_REQUIREMENT_. Rewrite the rows from the start down to and including the line with "(451, 592), (591, 999)", replacing "sandy beach" with "stretch of sand" and leaving everything else as it is.

_DATASET RECORDS_.
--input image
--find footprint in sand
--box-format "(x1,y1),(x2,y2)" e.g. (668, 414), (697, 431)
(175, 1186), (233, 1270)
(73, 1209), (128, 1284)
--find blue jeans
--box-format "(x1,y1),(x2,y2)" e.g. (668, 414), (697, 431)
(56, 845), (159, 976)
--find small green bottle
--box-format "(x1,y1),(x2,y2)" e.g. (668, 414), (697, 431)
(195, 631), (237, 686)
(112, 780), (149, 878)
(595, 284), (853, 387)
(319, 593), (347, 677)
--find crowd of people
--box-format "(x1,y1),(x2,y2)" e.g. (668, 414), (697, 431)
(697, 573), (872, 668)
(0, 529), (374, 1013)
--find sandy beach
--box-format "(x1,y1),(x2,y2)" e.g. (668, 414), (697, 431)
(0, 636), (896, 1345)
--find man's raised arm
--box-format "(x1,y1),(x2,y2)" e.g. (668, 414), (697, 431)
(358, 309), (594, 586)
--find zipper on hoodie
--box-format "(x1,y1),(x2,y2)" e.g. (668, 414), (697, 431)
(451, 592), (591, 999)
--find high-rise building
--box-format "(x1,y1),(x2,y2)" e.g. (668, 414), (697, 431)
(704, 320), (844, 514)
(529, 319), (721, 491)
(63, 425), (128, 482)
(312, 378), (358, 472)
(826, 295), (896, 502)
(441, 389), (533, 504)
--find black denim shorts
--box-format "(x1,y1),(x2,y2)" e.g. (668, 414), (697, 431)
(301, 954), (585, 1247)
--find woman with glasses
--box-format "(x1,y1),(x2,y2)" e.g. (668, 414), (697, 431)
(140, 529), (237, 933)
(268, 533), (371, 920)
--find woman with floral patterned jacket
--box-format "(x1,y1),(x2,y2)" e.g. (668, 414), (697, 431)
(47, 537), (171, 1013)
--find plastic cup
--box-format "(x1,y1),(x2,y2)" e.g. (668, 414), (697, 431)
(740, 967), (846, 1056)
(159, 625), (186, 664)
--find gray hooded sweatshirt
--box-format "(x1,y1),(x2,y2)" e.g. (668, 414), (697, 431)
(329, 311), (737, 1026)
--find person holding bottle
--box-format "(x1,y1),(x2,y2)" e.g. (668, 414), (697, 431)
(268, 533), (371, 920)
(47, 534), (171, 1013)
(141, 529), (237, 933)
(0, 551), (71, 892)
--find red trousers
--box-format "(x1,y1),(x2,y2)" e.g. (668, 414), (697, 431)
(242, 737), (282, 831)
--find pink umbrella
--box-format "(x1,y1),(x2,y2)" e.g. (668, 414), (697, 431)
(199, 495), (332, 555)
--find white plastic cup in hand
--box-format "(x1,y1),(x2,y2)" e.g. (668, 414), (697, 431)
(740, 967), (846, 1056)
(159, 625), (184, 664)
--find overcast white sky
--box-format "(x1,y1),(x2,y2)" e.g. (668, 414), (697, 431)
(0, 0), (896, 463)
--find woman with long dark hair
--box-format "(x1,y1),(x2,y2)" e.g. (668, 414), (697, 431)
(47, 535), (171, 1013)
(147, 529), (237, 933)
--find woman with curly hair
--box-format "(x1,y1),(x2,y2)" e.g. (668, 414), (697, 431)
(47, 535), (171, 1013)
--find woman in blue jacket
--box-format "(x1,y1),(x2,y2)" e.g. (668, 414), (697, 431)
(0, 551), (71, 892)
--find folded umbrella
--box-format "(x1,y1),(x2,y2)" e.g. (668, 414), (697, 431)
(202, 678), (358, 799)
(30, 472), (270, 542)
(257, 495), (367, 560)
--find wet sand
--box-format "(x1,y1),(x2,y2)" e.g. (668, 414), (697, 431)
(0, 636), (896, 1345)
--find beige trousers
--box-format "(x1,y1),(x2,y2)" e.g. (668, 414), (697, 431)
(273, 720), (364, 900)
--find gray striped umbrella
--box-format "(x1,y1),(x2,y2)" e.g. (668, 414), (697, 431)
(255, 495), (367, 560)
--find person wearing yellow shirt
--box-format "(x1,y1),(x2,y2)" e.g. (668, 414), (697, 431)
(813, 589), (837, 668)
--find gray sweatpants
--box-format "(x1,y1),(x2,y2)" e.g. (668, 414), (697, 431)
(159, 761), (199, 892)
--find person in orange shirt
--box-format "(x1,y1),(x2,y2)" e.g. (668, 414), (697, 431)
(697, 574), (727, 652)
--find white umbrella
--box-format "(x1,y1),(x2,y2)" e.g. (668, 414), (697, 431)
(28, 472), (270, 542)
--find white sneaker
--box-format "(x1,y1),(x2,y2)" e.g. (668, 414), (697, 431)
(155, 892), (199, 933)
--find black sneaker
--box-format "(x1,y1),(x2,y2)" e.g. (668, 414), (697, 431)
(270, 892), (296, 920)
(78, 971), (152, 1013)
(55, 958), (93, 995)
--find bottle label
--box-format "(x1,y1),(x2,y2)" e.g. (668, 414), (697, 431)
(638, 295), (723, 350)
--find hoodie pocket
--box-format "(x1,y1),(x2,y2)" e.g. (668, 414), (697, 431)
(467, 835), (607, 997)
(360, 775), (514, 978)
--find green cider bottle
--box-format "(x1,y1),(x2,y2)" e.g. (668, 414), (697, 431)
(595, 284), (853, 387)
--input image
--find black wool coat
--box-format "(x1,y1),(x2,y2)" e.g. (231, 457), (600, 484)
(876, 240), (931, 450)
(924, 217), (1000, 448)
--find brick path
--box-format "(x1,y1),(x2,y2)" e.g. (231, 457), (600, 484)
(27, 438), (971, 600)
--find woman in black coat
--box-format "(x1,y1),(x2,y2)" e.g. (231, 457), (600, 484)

_RESPONSE_.
--input image
--find footprint in sand
--box-format "(x1,y1),(x2,y2)" e.g. (668, 414), (697, 431)
(175, 1186), (233, 1270)
(73, 1209), (128, 1284)
--find blue jeans
--box-format "(x1,y1),(x2,y2)" e.g. (668, 414), (697, 431)
(56, 845), (159, 976)
--find small green bottle
--box-format "(x1,y1),(x2,y2)" e.g. (668, 414), (697, 431)
(195, 631), (237, 686)
(112, 780), (149, 878)
(595, 284), (853, 387)
(319, 593), (347, 677)
--find crowd of people
--box-format "(x1,y1),(x2,y2)" e.g. (668, 414), (697, 431)
(697, 573), (872, 668)
(0, 529), (374, 1013)
--find stretch of sand
--box-format "(x1,y1),(x2,y2)" e.g. (668, 414), (697, 431)
(0, 636), (896, 1345)
--find man's raised arm
--box-format "(x1,y1),(x2,y2)" e.g. (668, 414), (697, 431)
(358, 309), (594, 586)
--find zipper on hoodie
--box-format "(x1,y1),(x2,y2)" e.g. (668, 414), (697, 431)
(451, 592), (591, 999)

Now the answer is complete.